**Извлечённый текст:**
11.12.1738 г.
Как были найдены Геркуланум и Помпеи.

Что за чудо слу­чи­лось? Источ­ни­ков чистых про­си­ли
Мы у тебя, зем­ля, — что же нам шлешь из глу­бин?
Или есть жизнь под зем­лей? Иль живет под лавою тай­но
Новое пле­мя? Иль нам про­шлое воз­вра­ще­но?
Рим­ляне, гре­ки, гляди­те: откры­та сно­ва Пом­пея,
Город Герак­ла вос­крес в древ­ней сво­ей кра­со­те!
Шил­лер

В 1738 году Мария Ама­лия Хри­сти­на, дочь Авгу­ста III Сак­сон­ско­го, поки­ну­ла Дрезден­ский двор и вышла замуж за Кар­ла Бур­бон­ско­го, коро­ля обе­их Сици­лий. Осмат­ри­вая обшир­ные залы неа­по­ли­тан­ских двор­цов и огром­ные двор­цо­вые пар­ки, живая и влюб­лен­ная в искус­ство короле­ва обра­ти­ла вни­ма­ние на ста­туи и скульп­ту­ры, кото­рые были най­де­ны неза­дол­го до послед­не­го извер­же­ния Везу­вия: одни — слу­чай­но, дру­гие — по ини­ци­а­ти­ве неко­е­го гене­ра­ла д’Эль­бе­фа. Кра­сота ста­туй при­ве­ла короле­ву в вос­торг, и она попро­си­ла сво­его вен­це­нос­но­го супру­га разыс­кать для нее новые.

Со вре­ме­ни послед­не­го силь­но­го извер­же­ния Везу­вия 1737 года, во вре­мя кото­ро­го склон горы обна­жил­ся, а часть вер­ши­ны взле­те­ла на воздух, вул­кан вот уже пол­то­ра года мол­чал, спо­кой­но воз­вы­ша­ясь под голу­бым небом Неа­по­ля, и король согла­сил­ся. Про­ще все­го было начать рас­коп­ки там, где кон­чил д’Эль­беф. Король посо­ве­то­вал­ся с кава­ле­ром Рок­ко Хоак­ки­но де Аль­ку­би­ер­ре, испан­цем по про­ис­хож­де­нию, кото­рый был началь­ни­ком его тех­ни­че­ских отрядов, и тот пре­до­ста­вил рабо­чих, орудия и порох. Труд­но­стей было мно­го. Нуж­но было пре­одо­леть пят­на­дца­ти­мет­ро­вый слой твер­дой, как камень, лавы. Из коло­д­ца шах­ты, про­ло­жен­ной еще д’Эль­бе­фом, про­ру­би­ли ходы, а затем про­бу­ри­ли отвер­стия для взрыв­чат­ки. И вот насту­пил момент, когда заступ наткнул­ся на металл, зазву­чав­ший под его уда­ра­ми, как коло­кол. Пер­вой наход­кой были три облом­ка гигант­ских брон­зо­вых коней. И толь­ко теперь было сде­ла­но самое разум­ное из того, что мож­но было сде­лать и с чего, соб­ст­вен­но, нуж­но было начи­нать: при­гла­си­ли спе­ци­а­ли­ста. Над­зор за рас­коп­ка­ми взял на себя мар­киз дон Мар­чел­ло Вену­ти — гума­нист, хра­ни­тель королев­ской биб­лио­те­ки. За пер­вы­ми наход­ка­ми после­до­ва­ли дру­гие: три мра­мор­ные ста­туи оде­тых в тоги рим­лян, рас­пис­ные колон­ны и брон­зо­вое туло­ви­ще коня. К месту рас­ко­пок при­бы­ли король с супру­гой. Мар­киз, спу­стив­шись по верев­ке в рас­коп, обна­ру­жил лест­ни­цу, архи­тек­ту­ра кото­рой поз­во­ли­ла ему прий­ти к опре­де­лен­но­му выво­ду о харак­те­ре всей построй­ки; 11 декаб­ря 1738 года под­твер­ди­лась пра­виль­ность сде­лан­но­го им заклю­че­ния: в этот день была обна­ру­же­на над­пись, с.12 из кото­рой сле­до­ва­ло, что некий Руфус выстро­ил на свои соб­ст­вен­ные сред­ства театр — «Theatrum Herculanense».

**Письменное задание a:**
Найдите в записях все строки, где встречается слово «white», и перепишите их, учитывая регистр букв.
Приведённые далее записи никак не связаны с текстом о раскопках Геркуланума.

**Исходные данные:**

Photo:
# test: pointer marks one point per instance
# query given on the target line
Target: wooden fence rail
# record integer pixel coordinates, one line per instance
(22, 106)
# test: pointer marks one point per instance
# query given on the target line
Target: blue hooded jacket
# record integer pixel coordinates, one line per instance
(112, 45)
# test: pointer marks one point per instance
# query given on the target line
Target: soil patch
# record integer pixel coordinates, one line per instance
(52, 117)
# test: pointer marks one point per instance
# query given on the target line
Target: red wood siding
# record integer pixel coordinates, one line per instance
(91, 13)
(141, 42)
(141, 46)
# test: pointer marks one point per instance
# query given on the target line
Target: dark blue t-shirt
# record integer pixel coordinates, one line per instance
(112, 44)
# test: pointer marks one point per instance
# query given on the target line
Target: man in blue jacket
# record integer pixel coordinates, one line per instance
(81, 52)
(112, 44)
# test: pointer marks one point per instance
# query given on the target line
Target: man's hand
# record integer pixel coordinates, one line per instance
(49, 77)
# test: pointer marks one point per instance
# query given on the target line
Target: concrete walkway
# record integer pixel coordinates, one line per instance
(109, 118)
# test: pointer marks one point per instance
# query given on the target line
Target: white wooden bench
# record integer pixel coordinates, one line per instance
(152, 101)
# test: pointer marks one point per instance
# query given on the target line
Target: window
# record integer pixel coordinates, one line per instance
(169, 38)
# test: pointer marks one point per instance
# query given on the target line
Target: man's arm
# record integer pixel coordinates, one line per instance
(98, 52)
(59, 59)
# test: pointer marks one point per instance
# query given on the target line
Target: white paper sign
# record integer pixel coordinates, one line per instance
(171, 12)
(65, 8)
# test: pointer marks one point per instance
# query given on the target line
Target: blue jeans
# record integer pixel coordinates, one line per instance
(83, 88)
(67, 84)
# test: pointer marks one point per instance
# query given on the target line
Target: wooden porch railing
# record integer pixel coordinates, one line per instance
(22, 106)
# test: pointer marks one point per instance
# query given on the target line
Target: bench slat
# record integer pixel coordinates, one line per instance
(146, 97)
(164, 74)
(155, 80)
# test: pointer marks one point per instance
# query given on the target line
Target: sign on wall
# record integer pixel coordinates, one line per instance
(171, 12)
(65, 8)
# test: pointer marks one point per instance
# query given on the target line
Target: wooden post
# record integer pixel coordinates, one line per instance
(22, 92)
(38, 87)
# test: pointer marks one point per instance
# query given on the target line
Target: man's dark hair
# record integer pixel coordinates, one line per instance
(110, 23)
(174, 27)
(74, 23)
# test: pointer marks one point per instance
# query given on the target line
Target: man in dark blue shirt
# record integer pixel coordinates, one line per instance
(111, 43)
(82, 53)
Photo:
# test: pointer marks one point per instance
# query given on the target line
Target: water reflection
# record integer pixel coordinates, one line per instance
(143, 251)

**Письменное задание b:**
Напишите продолжение текста о раскопках Геркуланума, начиная сразу после его последнего предложения.

**Результат упражнения a:**
Target: white wooden bench
Target: white paper sign

**Результат упражнения b:**
Так нача­лось откры­тие погре­бен­но­го под зем­лей горо­да, ибо там, где был театр, долж­но было быть и посе­ле­ние. В свое вре­мя д’Эль­беф, сам того не подо­зре­вая — ведь перед ним в ока­ме­нев­шей лаве было мно­же­ство дру­гих ходов, — попал пря­мо на сце­ну теат­ра, бук­валь­но зава­лен­ную ста­ту­я­ми. В том, что такое коли­че­ство ста­туй ока­за­лось имен­но здесь, не было ниче­го уди­ви­тель­но­го: бур­ля­щий поток лавы, сме­таю­щий все на сво­ем пути, обру­шил на просце­ни­ум зад­нюю сте­ну теат­ра, укра­шен­ную мно­же­ст­вом скульп­тур. Так обре­ли здесь сем­на­дца­ти­ве­ко­вый покой эти камен­ные тела.

Над­пись сооб­ща­ла и имя горо­да: Гер­ку­ла­нум.


Лава, огнен­но-жид­кая мас­са, поток рас­плав­лен­ных мине­ра­лов и гор­ных пород, посте­пен­но охлаж­да­ясь, засты­ва­ет и вновь пре­вра­ща­ет­ся в камень. Под два­дца­ти­мет­ро­вой тол­щей такой застыв­шей лавы и лежал Гер­ку­ла­нум.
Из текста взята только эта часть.